↓↓↓
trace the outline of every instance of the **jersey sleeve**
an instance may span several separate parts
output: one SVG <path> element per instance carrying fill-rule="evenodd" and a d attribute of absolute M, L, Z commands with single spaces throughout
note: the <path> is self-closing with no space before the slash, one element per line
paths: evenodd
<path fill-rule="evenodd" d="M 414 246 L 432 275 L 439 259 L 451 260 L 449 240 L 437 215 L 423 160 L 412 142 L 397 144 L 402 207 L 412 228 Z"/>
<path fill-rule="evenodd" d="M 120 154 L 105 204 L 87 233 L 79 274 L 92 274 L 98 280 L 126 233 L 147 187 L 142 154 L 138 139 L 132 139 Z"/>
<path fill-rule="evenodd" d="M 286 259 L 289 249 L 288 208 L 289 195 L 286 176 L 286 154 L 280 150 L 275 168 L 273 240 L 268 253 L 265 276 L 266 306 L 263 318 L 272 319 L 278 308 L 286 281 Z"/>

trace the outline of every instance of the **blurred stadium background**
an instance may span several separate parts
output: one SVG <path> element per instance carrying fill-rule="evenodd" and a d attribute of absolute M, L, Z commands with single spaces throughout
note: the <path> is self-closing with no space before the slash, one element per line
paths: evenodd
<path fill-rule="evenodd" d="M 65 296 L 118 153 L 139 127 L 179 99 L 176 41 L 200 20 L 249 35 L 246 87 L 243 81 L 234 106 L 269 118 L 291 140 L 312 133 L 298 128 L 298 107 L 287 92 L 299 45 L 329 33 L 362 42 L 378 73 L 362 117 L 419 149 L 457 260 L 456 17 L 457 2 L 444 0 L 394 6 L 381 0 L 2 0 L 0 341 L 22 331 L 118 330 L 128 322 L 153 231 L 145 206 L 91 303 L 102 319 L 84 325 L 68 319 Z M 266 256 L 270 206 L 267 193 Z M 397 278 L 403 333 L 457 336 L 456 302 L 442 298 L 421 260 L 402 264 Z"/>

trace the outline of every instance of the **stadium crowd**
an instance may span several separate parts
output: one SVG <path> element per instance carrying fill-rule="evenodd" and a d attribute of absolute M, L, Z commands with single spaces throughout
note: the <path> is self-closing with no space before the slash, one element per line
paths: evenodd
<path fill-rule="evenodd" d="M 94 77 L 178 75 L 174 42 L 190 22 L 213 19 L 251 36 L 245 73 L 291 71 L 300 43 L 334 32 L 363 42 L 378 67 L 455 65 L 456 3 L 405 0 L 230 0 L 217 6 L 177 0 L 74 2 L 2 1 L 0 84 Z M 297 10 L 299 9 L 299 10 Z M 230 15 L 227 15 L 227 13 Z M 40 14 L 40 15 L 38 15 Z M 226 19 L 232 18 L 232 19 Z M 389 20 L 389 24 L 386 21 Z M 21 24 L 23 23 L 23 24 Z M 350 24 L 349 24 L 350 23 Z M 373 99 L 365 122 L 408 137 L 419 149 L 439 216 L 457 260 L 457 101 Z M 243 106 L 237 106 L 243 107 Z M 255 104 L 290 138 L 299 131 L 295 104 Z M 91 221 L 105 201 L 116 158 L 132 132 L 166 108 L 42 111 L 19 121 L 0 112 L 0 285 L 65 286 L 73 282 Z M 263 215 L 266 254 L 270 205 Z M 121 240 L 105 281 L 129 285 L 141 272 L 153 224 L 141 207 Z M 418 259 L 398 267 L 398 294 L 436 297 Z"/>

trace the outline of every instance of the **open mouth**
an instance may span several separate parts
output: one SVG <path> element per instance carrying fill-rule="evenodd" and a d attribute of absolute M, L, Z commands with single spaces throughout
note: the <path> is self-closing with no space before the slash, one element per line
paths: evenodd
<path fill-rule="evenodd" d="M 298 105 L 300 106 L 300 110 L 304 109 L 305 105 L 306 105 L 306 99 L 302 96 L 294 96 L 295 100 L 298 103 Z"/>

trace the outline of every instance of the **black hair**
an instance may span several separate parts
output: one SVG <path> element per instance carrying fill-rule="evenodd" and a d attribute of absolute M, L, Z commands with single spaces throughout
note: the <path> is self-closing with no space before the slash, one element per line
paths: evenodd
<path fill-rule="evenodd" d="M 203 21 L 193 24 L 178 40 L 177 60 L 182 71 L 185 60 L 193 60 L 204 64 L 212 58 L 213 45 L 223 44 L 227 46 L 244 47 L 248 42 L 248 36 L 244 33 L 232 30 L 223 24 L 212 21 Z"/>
↑↑↑
→ **Work to do**: Render each nonblank line of the listing above as a row in a Markdown table, with columns headed Row and Line.

→ **The completed task**:
| Row | Line |
|---|---|
| 1 | trace the outline of every instance of the **jersey sleeve** |
| 2 | an instance may span several separate parts |
| 3 | output: one SVG <path> element per instance carrying fill-rule="evenodd" and a d attribute of absolute M, L, Z commands with single spaces throughout |
| 4 | note: the <path> is self-closing with no space before the slash, one element per line |
| 5 | paths: evenodd |
| 6 | <path fill-rule="evenodd" d="M 414 246 L 432 275 L 439 259 L 451 260 L 449 240 L 437 215 L 423 160 L 412 142 L 397 144 L 402 207 L 412 228 Z"/> |
| 7 | <path fill-rule="evenodd" d="M 120 154 L 105 204 L 87 233 L 79 274 L 92 274 L 98 280 L 126 233 L 147 187 L 142 154 L 138 139 L 132 139 Z"/> |
| 8 | <path fill-rule="evenodd" d="M 286 259 L 289 249 L 288 208 L 289 195 L 286 176 L 286 154 L 280 150 L 275 168 L 273 240 L 268 253 L 265 276 L 266 306 L 263 318 L 272 319 L 278 308 L 286 281 Z"/> |
| 9 | trace the outline of every instance of the **blurred stadium background** |
| 10 | an instance may span several separate parts |
| 11 | output: one SVG <path> element per instance carrying fill-rule="evenodd" and a d attribute of absolute M, L, Z commands with single spaces throughout |
| 12 | note: the <path> is self-closing with no space before the slash, one element per line |
| 13 | paths: evenodd |
| 14 | <path fill-rule="evenodd" d="M 65 296 L 118 153 L 139 127 L 179 99 L 176 41 L 200 20 L 249 35 L 246 87 L 243 81 L 234 106 L 269 118 L 291 140 L 312 133 L 298 128 L 298 107 L 287 92 L 299 45 L 329 33 L 362 42 L 378 73 L 362 117 L 419 149 L 457 260 L 456 17 L 457 2 L 444 0 L 394 6 L 381 0 L 2 0 L 0 341 L 22 331 L 118 330 L 128 322 L 153 231 L 145 206 L 91 303 L 102 319 L 84 325 L 68 319 Z M 266 256 L 270 206 L 267 193 Z M 397 278 L 403 333 L 457 336 L 456 302 L 442 298 L 421 260 L 402 264 Z"/> |
| 15 | trace the outline of every instance of the **stadium crowd** |
| 16 | an instance may span several separate parts |
| 17 | output: one SVG <path> element per instance carrying fill-rule="evenodd" and a d attribute of absolute M, L, Z commands with single spaces throughout |
| 18 | note: the <path> is self-closing with no space before the slash, one element per line |
| 19 | paths: evenodd |
| 20 | <path fill-rule="evenodd" d="M 94 77 L 178 75 L 174 42 L 190 22 L 213 19 L 251 36 L 245 73 L 291 71 L 300 43 L 334 32 L 363 42 L 378 67 L 455 65 L 456 3 L 405 0 L 230 0 L 217 6 L 177 0 L 74 2 L 2 1 L 0 84 Z M 297 10 L 299 9 L 299 10 Z M 230 15 L 227 15 L 227 13 Z M 40 14 L 40 15 L 38 15 Z M 226 19 L 232 18 L 232 19 Z M 389 20 L 389 24 L 386 21 Z M 21 24 L 23 23 L 23 24 Z M 350 24 L 349 24 L 350 23 Z M 373 99 L 365 122 L 408 137 L 419 149 L 439 216 L 457 260 L 457 101 Z M 243 106 L 237 106 L 243 107 Z M 255 104 L 290 138 L 299 131 L 295 104 Z M 91 221 L 105 201 L 116 158 L 132 132 L 166 108 L 42 111 L 19 121 L 0 112 L 0 285 L 65 286 L 73 282 Z M 263 215 L 266 254 L 270 205 Z M 121 240 L 105 281 L 129 285 L 141 272 L 153 224 L 141 207 Z M 418 259 L 398 267 L 398 294 L 436 297 Z"/> |
| 21 | trace the outline of every instance of the **open mouth** |
| 22 | an instance may span several separate parts |
| 23 | output: one SVG <path> element per instance carrying fill-rule="evenodd" and a d attribute of absolute M, L, Z commands with single spaces throughout |
| 24 | note: the <path> is self-closing with no space before the slash, one element per line |
| 25 | paths: evenodd |
| 26 | <path fill-rule="evenodd" d="M 298 105 L 300 106 L 300 110 L 304 109 L 305 105 L 306 105 L 306 99 L 302 96 L 294 96 L 295 100 L 298 103 Z"/> |
| 27 | trace the outline of every instance of the **black hair** |
| 28 | an instance may span several separate parts |
| 29 | output: one SVG <path> element per instance carrying fill-rule="evenodd" and a d attribute of absolute M, L, Z commands with single spaces throughout |
| 30 | note: the <path> is self-closing with no space before the slash, one element per line |
| 31 | paths: evenodd |
| 32 | <path fill-rule="evenodd" d="M 203 21 L 193 24 L 178 40 L 177 60 L 182 71 L 185 60 L 193 60 L 204 64 L 212 58 L 213 45 L 223 44 L 227 46 L 244 47 L 248 42 L 248 36 L 244 33 L 232 30 L 223 24 L 212 21 Z"/> |